**TASK BRIEF**
In the court opinion, write out the passage starting at "MEMORANDUM OPINION AND" and ending at "Civil Procedure 11.".

**EXTRACTED TEXT**
--- START ---

United States District Court, N.D. Illinois, Eastern Division
Nov 29, 2004
No. 03 C 3151 (N.D. Ill. Nov. 29, 2004)

Opinion

No. 03 C 3151.

November 29, 2004


MEMORANDUM OPINION AND ORDER


Plaintiff, Walter Bergstrom, filed suit against Defendants, Northeast Illinois Regional Commuter Railroad Corporation and Metra Chief of Police Fred J. Leonard. In January 2004, Bergstrom filed his Second Amended Complaint, alleging breach of contract (Count I), intentional infliction of emotional distress (Count II), punitive damages (Count III), wrongful termination of employment (Count IV), and violation of Labor Agreement and the Railway Labor Act, 45 U.S.C. § 151 ("RLA") (Count V). Subsequently, Counts II through V were dismissed. Presently pending before the Court is Metra's Motion to Dismiss or, In the Alternative, For Summary Judgment. Metra also filed a Motion for Sanctions pursuant to Federal Rule of Civil Procedure 11.

--- END ---

**DATA EXCERPTS**
--- START ---

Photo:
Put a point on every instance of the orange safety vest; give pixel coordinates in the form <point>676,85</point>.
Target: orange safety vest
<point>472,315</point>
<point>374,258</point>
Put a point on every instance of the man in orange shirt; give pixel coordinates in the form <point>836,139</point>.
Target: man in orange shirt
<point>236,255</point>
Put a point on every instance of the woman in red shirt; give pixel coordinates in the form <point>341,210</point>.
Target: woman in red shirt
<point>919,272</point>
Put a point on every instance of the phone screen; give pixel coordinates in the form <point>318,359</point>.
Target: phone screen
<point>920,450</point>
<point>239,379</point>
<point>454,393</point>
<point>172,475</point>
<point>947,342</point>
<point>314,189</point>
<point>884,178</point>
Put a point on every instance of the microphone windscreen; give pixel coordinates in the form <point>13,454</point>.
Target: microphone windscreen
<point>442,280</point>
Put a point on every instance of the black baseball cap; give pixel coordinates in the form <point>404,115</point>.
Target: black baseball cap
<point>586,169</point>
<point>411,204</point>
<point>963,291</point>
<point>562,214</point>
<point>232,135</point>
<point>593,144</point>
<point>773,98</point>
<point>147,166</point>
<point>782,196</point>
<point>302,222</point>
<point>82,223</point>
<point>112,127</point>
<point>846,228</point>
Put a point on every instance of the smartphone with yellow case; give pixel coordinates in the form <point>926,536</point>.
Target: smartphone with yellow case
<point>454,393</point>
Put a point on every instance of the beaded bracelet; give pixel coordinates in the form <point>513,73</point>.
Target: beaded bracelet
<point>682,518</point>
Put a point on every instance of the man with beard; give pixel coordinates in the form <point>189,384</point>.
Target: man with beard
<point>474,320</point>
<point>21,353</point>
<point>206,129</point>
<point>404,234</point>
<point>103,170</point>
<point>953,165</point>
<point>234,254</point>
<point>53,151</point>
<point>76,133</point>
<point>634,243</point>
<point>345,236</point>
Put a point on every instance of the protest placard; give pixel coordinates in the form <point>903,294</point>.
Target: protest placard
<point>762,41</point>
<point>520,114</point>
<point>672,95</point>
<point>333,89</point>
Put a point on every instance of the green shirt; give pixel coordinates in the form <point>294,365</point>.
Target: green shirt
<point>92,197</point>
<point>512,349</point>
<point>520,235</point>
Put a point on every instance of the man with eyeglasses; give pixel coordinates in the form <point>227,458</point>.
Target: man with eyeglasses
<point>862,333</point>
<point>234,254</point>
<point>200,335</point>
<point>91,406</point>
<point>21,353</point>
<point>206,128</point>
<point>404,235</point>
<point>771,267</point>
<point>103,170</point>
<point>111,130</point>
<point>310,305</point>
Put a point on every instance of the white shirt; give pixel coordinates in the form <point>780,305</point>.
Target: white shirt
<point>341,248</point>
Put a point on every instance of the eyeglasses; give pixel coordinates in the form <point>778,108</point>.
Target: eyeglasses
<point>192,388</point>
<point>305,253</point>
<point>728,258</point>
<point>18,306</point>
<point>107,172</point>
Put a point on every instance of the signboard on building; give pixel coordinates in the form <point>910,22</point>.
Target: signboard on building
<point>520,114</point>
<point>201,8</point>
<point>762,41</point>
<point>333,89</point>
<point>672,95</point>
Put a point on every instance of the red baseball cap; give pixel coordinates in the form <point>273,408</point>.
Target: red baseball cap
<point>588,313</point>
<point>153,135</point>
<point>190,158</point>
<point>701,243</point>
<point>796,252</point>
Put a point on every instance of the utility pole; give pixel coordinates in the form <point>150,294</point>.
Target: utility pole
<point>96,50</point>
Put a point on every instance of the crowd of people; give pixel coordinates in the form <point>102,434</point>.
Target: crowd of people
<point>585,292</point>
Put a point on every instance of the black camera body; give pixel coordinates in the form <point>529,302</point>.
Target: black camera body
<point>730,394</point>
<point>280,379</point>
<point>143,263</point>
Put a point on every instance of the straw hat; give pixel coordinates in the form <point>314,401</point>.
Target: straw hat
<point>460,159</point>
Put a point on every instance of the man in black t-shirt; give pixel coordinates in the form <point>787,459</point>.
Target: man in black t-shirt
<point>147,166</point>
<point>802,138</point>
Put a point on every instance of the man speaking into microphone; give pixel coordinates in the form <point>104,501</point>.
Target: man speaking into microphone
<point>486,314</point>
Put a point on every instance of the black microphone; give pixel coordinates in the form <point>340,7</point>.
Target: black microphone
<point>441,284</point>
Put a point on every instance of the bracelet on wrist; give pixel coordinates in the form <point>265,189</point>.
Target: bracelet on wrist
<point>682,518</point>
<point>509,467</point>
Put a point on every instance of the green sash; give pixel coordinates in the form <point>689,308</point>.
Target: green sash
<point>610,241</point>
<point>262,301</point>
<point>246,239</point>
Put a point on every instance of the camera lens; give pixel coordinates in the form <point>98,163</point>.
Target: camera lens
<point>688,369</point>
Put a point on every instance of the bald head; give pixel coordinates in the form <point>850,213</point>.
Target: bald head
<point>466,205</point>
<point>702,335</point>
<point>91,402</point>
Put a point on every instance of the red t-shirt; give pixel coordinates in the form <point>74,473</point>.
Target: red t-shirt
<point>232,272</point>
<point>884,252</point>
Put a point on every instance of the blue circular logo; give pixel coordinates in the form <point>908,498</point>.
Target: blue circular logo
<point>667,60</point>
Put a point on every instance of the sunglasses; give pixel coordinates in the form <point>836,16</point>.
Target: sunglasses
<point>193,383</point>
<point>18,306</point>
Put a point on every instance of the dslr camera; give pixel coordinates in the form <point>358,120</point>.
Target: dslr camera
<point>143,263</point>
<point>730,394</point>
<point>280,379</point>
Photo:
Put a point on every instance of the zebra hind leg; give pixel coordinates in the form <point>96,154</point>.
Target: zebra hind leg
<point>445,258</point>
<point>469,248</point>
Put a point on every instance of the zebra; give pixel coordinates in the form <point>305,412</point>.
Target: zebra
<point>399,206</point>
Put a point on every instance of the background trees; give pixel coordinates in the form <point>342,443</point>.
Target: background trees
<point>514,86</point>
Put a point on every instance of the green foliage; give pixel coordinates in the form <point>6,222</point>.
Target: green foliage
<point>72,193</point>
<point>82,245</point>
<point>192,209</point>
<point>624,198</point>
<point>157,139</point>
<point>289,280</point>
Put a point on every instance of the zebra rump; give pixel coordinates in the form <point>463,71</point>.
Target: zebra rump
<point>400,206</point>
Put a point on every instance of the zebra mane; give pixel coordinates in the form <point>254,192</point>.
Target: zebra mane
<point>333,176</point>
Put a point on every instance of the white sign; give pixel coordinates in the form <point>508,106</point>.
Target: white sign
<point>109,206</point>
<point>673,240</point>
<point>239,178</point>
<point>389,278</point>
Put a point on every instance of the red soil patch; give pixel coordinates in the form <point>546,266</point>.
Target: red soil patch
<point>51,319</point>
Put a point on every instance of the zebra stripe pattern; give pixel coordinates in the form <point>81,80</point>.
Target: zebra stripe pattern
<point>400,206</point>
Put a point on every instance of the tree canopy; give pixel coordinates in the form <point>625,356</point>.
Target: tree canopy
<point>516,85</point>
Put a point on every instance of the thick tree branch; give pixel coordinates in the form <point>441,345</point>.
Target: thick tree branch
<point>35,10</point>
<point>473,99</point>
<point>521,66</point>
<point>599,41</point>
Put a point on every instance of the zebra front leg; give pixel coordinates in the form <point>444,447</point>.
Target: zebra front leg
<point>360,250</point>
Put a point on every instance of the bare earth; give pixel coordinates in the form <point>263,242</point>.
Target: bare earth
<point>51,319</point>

--- END ---

**ANSWER SECTION**
MEMORANDUM OPINION AND ORDER


Plaintiff, Walter Bergstrom, filed suit against Defendants, Northeast Illinois Regional Commuter Railroad Corporation and Metra Chief of Police Fred J. Leonard. In January 2004, Bergstrom filed his Second Amended Complaint, alleging breach of contract (Count I), intentional infliction of emotional distress (Count II), punitive damages (Count III), wrongful termination of employment (Count IV), and violation of Labor Agreement and the Railway Labor Act, 45 U.S.C. § 151 ("RLA") (Count V). Subsequently, Counts II through V were dismissed. Presently pending before the Court is Metra's Motion to Dismiss or, In the Alternative, For Summary Judgment. Metra also filed a Motion for Sanctions pursuant to Federal Rule of Civil Procedure 11.